What the task asks:
The answer should be an exact copy of the lines from the one with "Tag one point" through the end of the listing below, with no other lines.

Records supplied:
▽

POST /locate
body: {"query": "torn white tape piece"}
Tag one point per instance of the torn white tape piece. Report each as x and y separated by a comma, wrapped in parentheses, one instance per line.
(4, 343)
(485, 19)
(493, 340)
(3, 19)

△

Result for this task:
Tag one point per instance of the torn white tape piece. Report each as x and y separated by a comma, wrapped in parentheses, one instance per line.
(4, 343)
(485, 19)
(493, 340)
(3, 19)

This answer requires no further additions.